• _Given instruction_: The output should consist solely of the line containing "Task: point to every instance of the downspout." and the lines that follow it through the end of the data below.

• _Dataset records_:
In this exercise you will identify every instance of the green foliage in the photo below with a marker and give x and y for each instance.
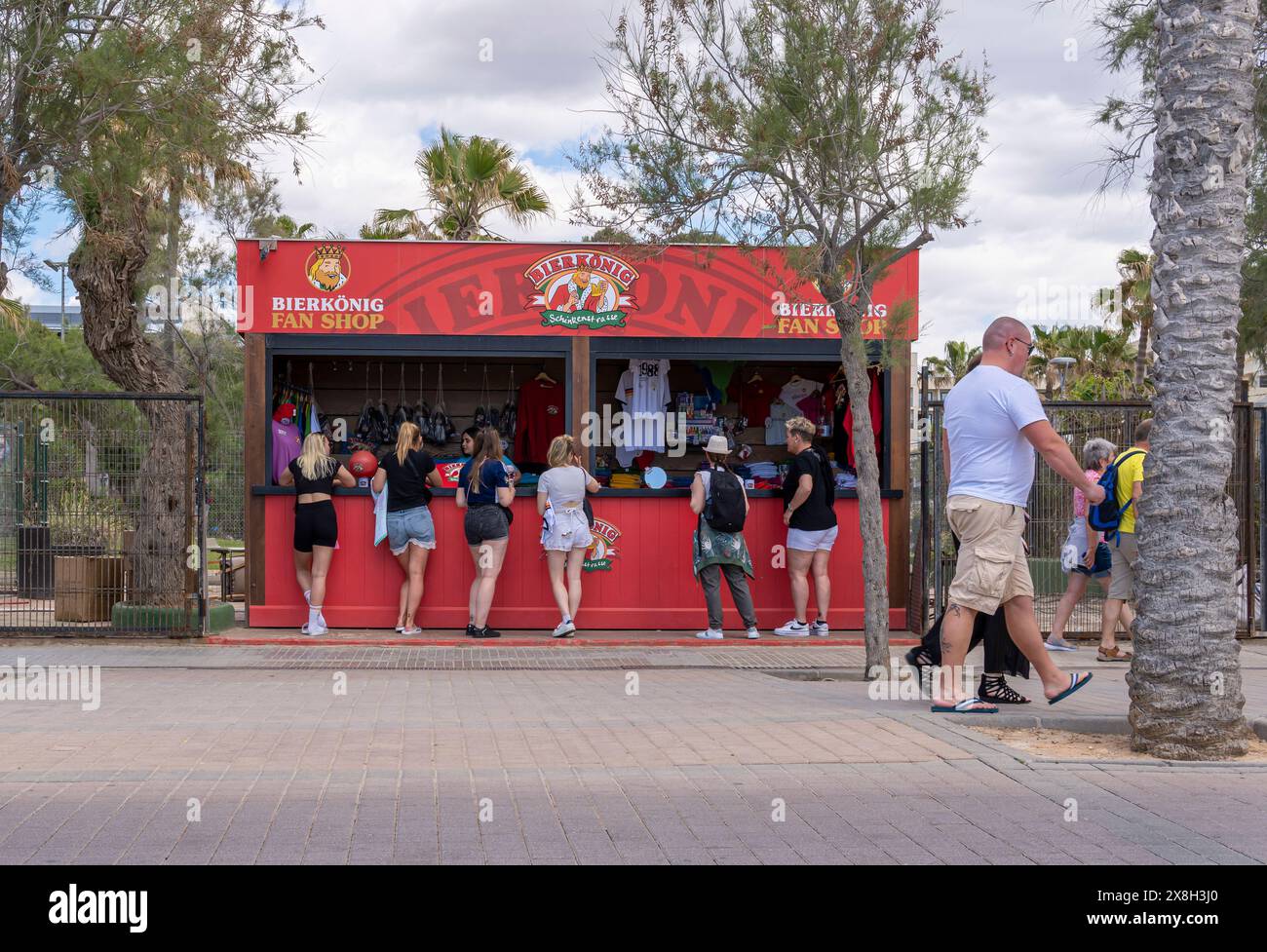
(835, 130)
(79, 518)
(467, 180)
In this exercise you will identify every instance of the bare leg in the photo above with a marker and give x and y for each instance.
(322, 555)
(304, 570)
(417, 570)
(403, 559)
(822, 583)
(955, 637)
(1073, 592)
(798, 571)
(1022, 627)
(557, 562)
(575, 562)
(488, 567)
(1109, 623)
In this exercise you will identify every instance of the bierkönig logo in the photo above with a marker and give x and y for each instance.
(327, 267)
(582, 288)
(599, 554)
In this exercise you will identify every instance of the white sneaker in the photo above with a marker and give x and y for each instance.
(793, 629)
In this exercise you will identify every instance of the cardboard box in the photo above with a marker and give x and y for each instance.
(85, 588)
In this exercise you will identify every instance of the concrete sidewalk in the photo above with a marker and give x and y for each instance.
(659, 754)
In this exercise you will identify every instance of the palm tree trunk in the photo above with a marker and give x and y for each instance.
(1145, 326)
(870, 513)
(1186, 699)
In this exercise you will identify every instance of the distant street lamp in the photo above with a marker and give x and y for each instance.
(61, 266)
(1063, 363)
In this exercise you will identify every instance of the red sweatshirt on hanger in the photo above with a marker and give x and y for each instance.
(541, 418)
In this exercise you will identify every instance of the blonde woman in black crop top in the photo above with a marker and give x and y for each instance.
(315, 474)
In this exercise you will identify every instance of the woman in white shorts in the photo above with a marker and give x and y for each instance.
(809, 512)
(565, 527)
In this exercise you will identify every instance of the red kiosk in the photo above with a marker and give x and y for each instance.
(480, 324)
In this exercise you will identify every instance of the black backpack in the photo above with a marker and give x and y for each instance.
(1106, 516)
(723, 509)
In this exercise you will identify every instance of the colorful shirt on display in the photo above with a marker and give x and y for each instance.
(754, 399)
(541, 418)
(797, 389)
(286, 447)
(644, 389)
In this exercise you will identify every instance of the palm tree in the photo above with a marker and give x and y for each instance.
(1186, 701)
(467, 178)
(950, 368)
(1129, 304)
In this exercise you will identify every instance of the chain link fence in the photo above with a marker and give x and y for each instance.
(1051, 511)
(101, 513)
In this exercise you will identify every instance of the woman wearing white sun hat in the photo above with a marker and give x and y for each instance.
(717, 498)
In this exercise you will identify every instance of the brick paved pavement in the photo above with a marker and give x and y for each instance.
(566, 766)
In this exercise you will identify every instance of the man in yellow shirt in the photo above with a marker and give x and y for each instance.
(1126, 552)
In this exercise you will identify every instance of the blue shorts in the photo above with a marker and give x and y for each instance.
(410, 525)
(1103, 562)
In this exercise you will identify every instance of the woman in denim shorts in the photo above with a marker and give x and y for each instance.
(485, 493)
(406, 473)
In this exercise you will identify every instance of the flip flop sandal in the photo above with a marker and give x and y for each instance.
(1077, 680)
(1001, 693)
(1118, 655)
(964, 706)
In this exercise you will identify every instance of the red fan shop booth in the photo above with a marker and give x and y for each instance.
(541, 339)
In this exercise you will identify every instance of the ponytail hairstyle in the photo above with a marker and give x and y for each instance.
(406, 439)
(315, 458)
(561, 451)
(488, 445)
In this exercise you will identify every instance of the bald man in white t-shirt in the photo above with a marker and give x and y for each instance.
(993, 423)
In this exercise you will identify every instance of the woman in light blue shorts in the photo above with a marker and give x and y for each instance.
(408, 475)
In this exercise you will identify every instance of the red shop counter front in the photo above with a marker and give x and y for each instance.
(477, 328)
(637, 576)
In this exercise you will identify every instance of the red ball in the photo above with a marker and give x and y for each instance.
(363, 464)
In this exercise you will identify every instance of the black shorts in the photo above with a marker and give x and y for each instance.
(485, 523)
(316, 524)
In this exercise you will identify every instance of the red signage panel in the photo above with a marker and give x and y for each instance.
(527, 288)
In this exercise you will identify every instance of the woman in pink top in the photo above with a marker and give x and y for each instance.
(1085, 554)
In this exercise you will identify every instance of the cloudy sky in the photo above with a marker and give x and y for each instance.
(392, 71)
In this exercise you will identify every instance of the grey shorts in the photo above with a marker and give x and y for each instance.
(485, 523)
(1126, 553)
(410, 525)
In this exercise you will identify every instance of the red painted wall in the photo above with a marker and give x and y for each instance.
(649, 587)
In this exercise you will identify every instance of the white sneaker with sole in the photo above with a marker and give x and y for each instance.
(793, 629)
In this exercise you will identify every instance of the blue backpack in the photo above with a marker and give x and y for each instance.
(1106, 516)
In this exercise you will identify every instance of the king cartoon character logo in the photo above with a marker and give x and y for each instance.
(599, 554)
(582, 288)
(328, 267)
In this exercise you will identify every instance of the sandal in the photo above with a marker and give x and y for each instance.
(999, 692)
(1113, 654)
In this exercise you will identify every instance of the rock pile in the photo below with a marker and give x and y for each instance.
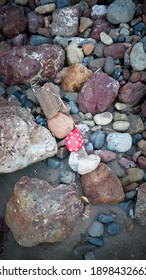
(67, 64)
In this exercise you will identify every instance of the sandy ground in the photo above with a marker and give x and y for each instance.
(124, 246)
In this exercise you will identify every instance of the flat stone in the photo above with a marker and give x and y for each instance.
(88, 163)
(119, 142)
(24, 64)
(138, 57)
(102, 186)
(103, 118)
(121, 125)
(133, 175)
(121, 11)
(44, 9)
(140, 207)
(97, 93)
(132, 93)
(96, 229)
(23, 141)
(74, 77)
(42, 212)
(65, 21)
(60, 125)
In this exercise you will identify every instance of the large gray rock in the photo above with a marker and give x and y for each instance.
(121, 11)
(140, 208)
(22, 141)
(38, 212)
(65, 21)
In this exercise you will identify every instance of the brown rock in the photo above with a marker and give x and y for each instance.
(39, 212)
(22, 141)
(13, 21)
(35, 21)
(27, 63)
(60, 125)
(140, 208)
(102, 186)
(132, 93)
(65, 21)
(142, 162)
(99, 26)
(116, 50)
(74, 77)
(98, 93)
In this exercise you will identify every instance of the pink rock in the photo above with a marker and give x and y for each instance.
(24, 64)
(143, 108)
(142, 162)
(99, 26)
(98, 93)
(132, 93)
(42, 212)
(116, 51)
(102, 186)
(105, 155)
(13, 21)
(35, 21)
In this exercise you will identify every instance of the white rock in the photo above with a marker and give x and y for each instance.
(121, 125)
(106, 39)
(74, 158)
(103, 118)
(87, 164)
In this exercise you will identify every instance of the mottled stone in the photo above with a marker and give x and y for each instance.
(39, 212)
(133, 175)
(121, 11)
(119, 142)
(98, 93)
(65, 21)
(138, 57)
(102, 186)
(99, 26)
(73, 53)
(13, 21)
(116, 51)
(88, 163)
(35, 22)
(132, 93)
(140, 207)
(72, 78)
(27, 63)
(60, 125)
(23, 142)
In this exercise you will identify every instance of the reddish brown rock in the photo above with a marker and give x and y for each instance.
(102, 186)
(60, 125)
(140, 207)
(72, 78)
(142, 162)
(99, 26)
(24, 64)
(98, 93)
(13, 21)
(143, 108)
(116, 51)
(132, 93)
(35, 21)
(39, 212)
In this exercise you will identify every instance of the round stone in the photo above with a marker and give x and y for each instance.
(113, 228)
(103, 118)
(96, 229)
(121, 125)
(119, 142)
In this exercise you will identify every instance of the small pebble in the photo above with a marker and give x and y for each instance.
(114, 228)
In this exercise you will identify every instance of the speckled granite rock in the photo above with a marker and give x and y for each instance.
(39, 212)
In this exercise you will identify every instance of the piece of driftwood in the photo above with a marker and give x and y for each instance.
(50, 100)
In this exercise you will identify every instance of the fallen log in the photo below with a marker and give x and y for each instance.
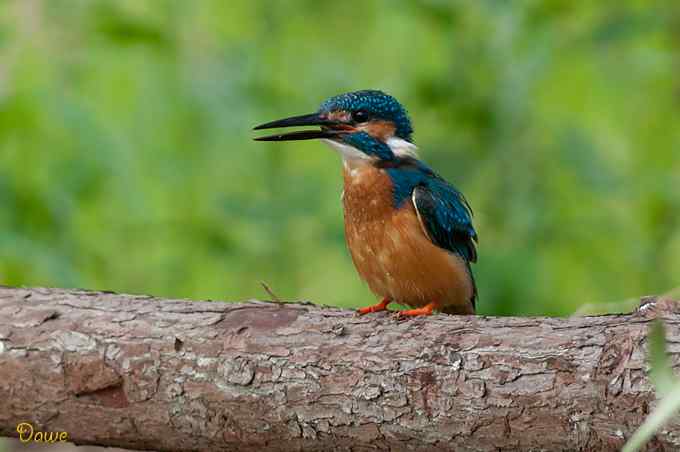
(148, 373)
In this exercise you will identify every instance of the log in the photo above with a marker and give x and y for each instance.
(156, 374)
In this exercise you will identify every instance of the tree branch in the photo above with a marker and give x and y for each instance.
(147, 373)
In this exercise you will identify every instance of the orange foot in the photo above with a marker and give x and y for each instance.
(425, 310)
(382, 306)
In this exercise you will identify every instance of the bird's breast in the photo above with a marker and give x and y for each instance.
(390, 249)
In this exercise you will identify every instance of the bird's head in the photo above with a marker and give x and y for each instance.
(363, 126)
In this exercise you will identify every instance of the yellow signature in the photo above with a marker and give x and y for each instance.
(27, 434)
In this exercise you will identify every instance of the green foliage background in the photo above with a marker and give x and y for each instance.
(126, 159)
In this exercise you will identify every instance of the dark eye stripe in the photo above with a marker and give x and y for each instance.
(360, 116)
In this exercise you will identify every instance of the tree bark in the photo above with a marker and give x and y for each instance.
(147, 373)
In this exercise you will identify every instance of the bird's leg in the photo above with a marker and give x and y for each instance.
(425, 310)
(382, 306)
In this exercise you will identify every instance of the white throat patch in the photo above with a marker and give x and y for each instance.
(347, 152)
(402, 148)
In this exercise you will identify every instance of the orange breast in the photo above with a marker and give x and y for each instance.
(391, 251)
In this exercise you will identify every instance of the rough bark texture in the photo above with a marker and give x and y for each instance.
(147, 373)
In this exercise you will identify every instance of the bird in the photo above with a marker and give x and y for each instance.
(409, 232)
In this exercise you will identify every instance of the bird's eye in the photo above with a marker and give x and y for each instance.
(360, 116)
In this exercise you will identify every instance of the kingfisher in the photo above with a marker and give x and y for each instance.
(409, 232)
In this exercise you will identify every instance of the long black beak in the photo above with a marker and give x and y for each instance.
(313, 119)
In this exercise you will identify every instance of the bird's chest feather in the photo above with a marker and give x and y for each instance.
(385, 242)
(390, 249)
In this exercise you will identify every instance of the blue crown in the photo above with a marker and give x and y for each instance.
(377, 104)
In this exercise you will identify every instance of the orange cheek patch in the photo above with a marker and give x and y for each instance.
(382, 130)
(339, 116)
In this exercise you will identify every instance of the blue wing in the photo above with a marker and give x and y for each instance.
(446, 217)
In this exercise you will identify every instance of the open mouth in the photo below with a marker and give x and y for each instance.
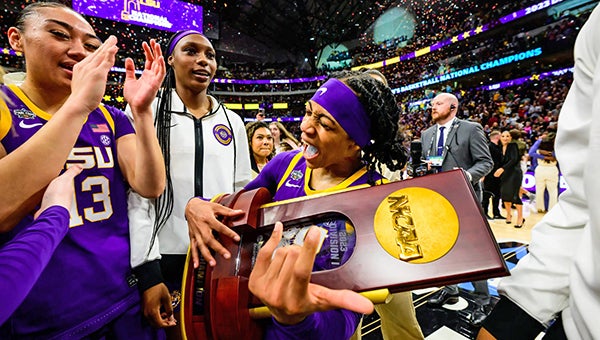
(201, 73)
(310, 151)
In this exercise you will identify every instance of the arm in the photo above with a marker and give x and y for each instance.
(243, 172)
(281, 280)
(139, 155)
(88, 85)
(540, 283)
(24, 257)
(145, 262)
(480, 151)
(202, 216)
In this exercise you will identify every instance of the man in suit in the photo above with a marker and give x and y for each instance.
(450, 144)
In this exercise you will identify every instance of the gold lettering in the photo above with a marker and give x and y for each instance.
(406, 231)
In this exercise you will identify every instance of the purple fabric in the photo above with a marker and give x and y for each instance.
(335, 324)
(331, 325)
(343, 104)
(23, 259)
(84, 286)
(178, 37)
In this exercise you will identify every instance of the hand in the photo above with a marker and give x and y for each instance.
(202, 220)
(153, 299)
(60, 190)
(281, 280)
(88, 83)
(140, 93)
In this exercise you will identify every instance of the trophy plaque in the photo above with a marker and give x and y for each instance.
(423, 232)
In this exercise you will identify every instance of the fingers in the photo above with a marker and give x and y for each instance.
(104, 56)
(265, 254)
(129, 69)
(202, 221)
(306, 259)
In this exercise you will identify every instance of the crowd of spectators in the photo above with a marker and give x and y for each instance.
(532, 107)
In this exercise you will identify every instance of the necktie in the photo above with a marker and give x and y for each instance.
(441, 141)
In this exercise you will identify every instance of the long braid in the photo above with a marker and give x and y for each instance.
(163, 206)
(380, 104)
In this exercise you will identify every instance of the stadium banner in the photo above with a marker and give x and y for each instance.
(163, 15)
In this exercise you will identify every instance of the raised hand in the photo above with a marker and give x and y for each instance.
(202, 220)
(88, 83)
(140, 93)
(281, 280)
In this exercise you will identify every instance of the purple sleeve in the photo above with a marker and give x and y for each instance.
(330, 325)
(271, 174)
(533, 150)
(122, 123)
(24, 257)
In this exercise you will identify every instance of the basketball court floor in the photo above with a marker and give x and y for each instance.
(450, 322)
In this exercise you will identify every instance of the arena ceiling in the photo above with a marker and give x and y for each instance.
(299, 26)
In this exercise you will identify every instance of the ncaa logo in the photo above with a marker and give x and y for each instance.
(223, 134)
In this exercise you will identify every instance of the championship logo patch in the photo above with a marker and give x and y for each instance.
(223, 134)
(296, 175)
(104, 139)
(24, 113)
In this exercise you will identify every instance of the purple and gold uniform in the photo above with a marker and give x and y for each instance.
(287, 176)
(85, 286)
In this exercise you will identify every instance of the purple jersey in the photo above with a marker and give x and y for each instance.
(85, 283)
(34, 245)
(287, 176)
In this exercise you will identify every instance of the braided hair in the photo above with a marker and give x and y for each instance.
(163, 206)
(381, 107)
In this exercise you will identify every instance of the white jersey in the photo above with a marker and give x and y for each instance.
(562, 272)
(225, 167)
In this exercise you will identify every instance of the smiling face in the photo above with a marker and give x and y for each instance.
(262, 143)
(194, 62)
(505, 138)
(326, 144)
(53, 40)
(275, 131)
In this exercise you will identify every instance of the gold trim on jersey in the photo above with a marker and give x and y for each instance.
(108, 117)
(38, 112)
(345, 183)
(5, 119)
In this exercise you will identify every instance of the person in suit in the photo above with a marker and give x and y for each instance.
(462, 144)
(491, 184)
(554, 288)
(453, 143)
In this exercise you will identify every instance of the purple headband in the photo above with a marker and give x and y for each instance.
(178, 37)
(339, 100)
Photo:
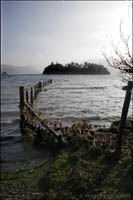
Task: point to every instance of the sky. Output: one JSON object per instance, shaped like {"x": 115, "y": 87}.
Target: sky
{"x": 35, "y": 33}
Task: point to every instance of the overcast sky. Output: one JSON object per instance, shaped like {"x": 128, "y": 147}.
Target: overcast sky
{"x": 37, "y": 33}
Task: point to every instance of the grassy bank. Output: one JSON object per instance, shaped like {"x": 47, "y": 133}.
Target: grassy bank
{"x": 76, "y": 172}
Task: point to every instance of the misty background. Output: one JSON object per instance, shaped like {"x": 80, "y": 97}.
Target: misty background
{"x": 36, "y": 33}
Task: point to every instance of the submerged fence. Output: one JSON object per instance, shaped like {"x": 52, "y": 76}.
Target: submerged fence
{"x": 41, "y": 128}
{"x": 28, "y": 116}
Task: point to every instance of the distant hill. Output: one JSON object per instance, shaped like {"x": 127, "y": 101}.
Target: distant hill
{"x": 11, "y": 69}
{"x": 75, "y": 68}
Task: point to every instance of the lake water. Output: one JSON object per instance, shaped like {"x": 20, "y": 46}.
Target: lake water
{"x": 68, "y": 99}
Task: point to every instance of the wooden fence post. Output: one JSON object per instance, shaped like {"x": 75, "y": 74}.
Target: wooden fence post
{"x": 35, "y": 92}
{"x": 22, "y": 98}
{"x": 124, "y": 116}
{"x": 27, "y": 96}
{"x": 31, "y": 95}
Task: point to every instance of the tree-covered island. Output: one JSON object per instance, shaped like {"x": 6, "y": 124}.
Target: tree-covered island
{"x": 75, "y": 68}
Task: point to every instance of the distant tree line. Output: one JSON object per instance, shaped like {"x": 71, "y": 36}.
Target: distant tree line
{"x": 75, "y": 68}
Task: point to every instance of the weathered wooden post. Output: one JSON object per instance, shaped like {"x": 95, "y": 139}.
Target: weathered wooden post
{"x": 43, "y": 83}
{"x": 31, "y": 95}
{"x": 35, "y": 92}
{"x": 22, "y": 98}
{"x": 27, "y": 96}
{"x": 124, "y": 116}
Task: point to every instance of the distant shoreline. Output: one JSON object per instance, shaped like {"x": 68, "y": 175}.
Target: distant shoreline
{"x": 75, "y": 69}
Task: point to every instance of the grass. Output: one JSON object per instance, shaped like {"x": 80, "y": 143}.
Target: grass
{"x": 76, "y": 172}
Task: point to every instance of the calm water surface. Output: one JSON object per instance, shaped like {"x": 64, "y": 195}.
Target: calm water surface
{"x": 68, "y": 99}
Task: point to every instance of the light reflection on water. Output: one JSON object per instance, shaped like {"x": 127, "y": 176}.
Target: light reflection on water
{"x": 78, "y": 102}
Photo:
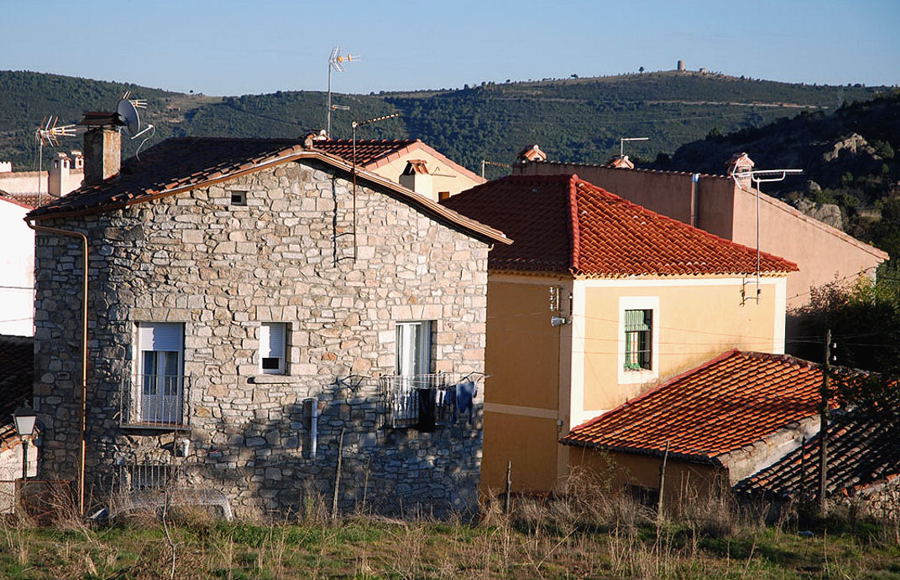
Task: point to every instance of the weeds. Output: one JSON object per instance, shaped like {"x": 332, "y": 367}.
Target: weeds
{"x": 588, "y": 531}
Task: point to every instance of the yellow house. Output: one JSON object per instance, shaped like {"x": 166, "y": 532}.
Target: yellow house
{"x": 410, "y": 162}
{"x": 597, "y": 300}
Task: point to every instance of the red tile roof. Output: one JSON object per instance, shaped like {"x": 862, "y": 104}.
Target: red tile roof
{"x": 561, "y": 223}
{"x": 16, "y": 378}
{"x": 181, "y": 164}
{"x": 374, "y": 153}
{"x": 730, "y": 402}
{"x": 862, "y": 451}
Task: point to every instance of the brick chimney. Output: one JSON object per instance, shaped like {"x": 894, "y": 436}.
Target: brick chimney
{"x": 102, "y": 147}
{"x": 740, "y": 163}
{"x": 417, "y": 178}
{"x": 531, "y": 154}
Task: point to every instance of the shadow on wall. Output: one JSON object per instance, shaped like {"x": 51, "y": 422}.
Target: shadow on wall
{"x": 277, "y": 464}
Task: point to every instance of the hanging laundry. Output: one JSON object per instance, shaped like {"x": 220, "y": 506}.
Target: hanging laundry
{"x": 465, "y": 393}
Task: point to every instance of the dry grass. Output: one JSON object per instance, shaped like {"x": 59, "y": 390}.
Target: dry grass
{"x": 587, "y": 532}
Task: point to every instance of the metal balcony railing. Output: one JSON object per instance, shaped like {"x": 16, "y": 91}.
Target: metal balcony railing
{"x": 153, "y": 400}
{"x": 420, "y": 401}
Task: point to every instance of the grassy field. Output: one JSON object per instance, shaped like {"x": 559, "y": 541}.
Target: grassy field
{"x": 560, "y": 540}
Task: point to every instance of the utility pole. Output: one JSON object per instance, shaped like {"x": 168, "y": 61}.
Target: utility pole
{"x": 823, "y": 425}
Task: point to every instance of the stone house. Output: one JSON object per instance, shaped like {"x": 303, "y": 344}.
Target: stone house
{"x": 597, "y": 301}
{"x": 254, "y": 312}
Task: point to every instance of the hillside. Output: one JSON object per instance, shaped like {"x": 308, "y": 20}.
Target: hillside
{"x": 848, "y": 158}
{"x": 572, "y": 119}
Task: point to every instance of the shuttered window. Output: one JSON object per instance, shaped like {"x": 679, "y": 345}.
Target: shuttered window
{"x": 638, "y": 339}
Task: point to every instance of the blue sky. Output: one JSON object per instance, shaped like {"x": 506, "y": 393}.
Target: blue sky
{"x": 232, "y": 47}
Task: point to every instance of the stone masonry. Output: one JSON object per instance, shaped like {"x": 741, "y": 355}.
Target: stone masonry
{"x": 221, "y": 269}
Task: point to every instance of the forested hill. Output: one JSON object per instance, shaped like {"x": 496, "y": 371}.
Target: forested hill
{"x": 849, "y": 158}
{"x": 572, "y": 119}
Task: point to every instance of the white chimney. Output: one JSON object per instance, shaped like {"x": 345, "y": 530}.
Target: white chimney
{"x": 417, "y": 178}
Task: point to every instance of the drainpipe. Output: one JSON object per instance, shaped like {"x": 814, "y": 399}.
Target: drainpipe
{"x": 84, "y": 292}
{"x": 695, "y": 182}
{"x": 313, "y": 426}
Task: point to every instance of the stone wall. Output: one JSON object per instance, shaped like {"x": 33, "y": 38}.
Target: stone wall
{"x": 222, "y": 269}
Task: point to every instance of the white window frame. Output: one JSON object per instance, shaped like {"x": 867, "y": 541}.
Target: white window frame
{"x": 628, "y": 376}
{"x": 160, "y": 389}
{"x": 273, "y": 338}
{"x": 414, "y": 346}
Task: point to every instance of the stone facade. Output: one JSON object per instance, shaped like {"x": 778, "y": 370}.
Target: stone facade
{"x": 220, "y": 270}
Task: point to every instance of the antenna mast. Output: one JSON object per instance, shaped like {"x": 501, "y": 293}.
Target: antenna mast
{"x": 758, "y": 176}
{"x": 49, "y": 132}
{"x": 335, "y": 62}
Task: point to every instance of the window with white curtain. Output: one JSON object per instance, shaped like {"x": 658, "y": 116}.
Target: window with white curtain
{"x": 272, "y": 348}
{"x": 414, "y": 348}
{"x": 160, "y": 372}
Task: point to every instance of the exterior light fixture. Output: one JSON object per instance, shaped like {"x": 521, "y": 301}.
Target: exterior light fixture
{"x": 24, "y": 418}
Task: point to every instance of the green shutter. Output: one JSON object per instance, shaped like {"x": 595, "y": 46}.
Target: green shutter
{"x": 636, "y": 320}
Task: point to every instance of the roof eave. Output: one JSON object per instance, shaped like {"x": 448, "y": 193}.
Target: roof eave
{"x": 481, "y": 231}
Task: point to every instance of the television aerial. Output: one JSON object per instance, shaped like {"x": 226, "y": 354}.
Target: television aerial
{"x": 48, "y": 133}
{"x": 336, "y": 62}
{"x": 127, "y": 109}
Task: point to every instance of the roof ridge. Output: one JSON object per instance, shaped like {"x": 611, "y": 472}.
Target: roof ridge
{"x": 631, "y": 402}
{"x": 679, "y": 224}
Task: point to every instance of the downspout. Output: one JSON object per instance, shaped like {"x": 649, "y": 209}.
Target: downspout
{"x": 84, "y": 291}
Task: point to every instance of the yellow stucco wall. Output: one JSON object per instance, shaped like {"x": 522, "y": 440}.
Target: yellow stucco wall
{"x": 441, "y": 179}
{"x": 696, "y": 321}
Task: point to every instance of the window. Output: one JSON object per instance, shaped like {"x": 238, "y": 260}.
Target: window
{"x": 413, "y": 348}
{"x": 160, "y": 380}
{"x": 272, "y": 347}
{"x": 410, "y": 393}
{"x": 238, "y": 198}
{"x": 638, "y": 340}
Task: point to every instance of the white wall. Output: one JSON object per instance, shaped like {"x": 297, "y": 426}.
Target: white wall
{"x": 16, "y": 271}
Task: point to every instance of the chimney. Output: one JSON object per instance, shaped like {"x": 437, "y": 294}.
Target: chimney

• _Worked answer_:
Task: point to every instance of the downspout. Output: one JSON object per instance, shaped like {"x": 649, "y": 209}.
Target: downspout
{"x": 84, "y": 291}
Task: point to every instance of the yellow stucco wall. Output: one JSON object per instance, shaped like {"x": 522, "y": 440}.
Target: yellow stucco wall
{"x": 441, "y": 179}
{"x": 696, "y": 321}
Task: point to every instance of the window. Output: one JSON object per instance, shaped like {"x": 238, "y": 260}.
Target: window
{"x": 413, "y": 348}
{"x": 160, "y": 380}
{"x": 272, "y": 347}
{"x": 410, "y": 393}
{"x": 238, "y": 198}
{"x": 638, "y": 340}
Task: point to every instance of the white wall. Output: one JSON object per instance, shaped like {"x": 297, "y": 426}.
Target: white wall
{"x": 16, "y": 271}
Task: point to every instance of the chimney. Output: one JSON object per instance, shaped like {"x": 437, "y": 294}.
Target: chimney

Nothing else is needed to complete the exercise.